家に女子が来ているのにサカつくをやり続けた話
小学校2年生の頃、かなりの頻度で同じクラスの女子が家に遊びに来ていた。
というのも自分には妹がおり『妹と遊びたい』という事で家に来ていたのだ。
ただ今思えば『本当はどうなんじゃい!』と思う。
『妹と遊びたい』というのは単なる口実にすぎないのでは?と思ったり思わなかったり。
ただ家に来た女子たちは、めちゃくちゃ妹と遊んでた。
俺の存在には目もくれず。
何なら違う階、外でも妹と遊んでた。
家に女子が来てる中、自分は一体何をしていたかというとめちゃくちゃ『サカつく』をやっていた。
正確にはプロサッカークラブをつくろう!'04だ。
そう、自分は家に女子が来てる中『クラブ経営』に夢中だったのだ。
女子の声が聞こえる中、自分はまずチームの本拠地を選んでいた。
それからユニフォームや監督を選んでいく。
この時1人クラスの男子も来ていたのだが、その男子は女子と一緒に遊んでいた。
そんな中自分はある選択肢に悩まされていたのだ。
それは初期の肝となる外国人選手。いわゆる助っ人だ。
サカつくの初期は基礎能力の低い選手達ばかりだ。
そんな中能力の高い外国人選手の存在は大きい。
スカウトが候補となる選手をリストアップしてきて、その中から1人だけ選べるのだ。
この選択はかなり大事だ。
ここで自分はある選手に注目した。
それはブラジル国籍のGKジャパンだ!
今思えば明らかに罠っぽい名前をしている。
しかしジャパンの顔からは非常にやる気を感じた。
俺は女子の遊び声が聞こえる中、ブラジル国籍のGKジャパンにこのチームを託すことを決断した。
迎えたリーグ初戦。
相手は京都パープルサンガだ。
この時の京都は松井大輔、パクチソン、崔龍洙などとJ2とは思えないタレント揃いだ。
• • • • •
作業内容:
A – 上の文書の抜粋のうち、「そう、自分は家に女子が来てる中『クラブ経営』に夢中だったのだ。」から「今思えば明らかに罠っぽい名前をしている。」までを、「今思えば明らかに罠っぽい名前をしている。」も含めて正確に書き写せ。
B – 上の文書の抜粋によると、リーグ初戦の相手はどのチームか。

アノテーション用データセットのデータ
• • • • •
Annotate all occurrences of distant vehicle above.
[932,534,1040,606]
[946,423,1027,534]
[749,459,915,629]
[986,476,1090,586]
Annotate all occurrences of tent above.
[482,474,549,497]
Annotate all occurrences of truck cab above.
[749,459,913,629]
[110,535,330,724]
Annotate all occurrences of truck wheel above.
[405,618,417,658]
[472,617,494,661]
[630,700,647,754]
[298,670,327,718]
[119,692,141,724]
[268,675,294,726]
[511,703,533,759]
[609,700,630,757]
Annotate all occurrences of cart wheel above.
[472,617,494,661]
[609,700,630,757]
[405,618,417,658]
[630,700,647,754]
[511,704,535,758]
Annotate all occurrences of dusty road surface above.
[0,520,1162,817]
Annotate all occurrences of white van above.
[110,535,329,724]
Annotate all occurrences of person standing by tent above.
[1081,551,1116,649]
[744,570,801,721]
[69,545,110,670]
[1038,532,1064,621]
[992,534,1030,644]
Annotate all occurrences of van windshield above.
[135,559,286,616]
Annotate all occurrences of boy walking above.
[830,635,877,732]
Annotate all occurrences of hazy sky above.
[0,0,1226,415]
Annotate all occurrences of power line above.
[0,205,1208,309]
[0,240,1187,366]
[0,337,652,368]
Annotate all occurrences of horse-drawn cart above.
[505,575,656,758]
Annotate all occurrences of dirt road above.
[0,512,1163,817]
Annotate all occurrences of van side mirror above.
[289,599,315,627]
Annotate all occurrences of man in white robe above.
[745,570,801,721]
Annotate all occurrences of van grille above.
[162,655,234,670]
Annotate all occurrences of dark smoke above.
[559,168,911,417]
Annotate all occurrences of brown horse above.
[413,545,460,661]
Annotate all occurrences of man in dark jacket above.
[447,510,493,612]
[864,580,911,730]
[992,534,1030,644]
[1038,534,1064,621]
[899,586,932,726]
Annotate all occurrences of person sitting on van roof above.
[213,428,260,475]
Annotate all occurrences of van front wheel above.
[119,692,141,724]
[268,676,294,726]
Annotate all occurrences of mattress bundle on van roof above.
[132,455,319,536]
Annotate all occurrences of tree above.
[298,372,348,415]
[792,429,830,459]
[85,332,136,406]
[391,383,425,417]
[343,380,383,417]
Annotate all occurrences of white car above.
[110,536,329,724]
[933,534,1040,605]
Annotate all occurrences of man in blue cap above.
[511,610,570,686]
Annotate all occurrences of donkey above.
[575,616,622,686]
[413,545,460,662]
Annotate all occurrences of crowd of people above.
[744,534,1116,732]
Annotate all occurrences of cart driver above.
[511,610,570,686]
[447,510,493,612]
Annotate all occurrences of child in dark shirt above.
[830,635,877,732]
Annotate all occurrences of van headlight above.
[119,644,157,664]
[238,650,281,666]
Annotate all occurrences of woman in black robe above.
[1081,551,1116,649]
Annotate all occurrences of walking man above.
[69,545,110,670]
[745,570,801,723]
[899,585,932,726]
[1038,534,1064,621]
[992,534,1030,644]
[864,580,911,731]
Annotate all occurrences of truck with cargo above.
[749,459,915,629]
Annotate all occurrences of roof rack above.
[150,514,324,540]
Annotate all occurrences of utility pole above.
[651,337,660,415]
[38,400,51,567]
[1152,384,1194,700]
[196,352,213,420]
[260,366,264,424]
• • • • •
想定解答:
A –
そう、自分は家に女子が来てる中『クラブ経営』に夢中だったのだ。
女子の声が聞こえる中、自分はまずチームの本拠地を選んでいた。
それからユニフォームや監督を選んでいく。
この時1人クラスの男子も来ていたのだが、その男子は女子と一緒に遊んでいた。
そんな中自分はある選択肢に悩まされていたのだ。
それは初期の肝となる外国人選手。いわゆる助っ人だ。
サカつくの初期は基礎能力の低い選手達ばかりだ。
そんな中能力の高い外国人選手の存在は大きい。
スカウトが候補となる選手をリストアップしてきて、その中から1人だけ選べるのだ。
この選択はかなり大事だ。
ここで自分はある選手に注目した。
それはブラジル国籍のGKジャパンだ!
今思えば明らかに罠っぽい名前をしている。

B – 京都パープルサンガ。